Convert the data below into a JSON list of strings, one string per line, leaving out any blank lines.

## Input material
%%
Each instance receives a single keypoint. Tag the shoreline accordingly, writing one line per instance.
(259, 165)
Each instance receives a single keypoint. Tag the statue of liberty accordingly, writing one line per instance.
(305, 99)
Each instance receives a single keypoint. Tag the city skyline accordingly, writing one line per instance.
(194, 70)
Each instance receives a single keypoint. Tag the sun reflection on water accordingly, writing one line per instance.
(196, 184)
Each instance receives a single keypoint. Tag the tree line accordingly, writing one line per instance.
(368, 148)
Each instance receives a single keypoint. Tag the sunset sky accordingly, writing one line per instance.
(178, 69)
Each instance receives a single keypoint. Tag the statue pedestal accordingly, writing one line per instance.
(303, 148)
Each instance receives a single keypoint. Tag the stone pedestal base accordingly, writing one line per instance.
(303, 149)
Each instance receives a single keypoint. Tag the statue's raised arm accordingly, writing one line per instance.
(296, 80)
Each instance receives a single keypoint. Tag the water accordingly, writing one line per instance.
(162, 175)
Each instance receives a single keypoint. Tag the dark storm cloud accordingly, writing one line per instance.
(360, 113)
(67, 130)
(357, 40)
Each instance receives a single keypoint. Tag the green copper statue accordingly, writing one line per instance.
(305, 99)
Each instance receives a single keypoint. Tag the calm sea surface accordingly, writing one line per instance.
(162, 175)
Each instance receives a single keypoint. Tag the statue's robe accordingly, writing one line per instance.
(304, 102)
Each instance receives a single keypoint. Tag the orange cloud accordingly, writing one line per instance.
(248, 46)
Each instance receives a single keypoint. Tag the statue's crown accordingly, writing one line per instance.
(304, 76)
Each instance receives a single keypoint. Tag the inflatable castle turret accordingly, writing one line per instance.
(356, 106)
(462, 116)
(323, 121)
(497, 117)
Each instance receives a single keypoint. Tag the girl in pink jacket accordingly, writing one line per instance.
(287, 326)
%%
## Written solution
[
  "Each instance receives a single keypoint. Tag the shoreline accordingly, writing one line per instance.",
  "(259, 165)",
  "Each instance receives a single keypoint. Tag the statue of liberty accordingly, writing one line per instance.",
  "(305, 99)",
  "Each instance receives a single keypoint. Tag the city skyline accordingly, writing one line per instance.",
  "(194, 70)",
  "Each instance receives a single keypoint. Tag the sun reflection on water accordingly, writing one line per instance.",
  "(196, 184)",
  "Each instance receives a single keypoint. Tag the tree line accordingly, writing one line per instance.",
  "(368, 148)",
  "Each instance receives a single keypoint. Tag the sunset sky accordingly, writing one line per instance.",
  "(178, 69)",
  "Each instance receives a single keypoint. Tag the statue pedestal accordingly, writing one line per instance.",
  "(303, 148)",
  "Each instance receives a single keypoint. Tag the stone pedestal base accordingly, writing one line per instance.",
  "(303, 149)",
  "Each instance receives a single keypoint. Tag the statue's raised arm accordingly, writing one line per instance.",
  "(296, 80)",
  "Each instance receives a single keypoint. Tag the water accordingly, writing one line per instance.",
  "(162, 175)",
  "Each instance receives a single keypoint. Tag the dark storm cloud accordingly, writing one line per instance.",
  "(360, 113)",
  "(67, 130)",
  "(357, 40)",
  "Each instance receives a single keypoint. Tag the green copper statue accordingly, writing one line per instance.",
  "(305, 99)",
  "Each instance receives a single keypoint. Tag the calm sea surface accordingly, writing one line per instance.",
  "(162, 175)",
  "Each instance receives a single keypoint. Tag the statue's robe accordingly, writing one line per instance.",
  "(304, 102)",
  "Each instance receives a single keypoint. Tag the orange cloud accordingly, writing one line per instance.",
  "(248, 46)",
  "Each instance receives a single keypoint. Tag the statue's crown accordingly, writing one line per instance.",
  "(304, 76)",
  "Each instance receives a single keypoint. Tag the inflatable castle turret accordingly, writing one line per instance.",
  "(356, 106)",
  "(462, 116)",
  "(323, 121)",
  "(497, 117)",
  "Each instance receives a single keypoint. Tag the girl in pink jacket accordingly, writing one line per instance.",
  "(287, 326)"
]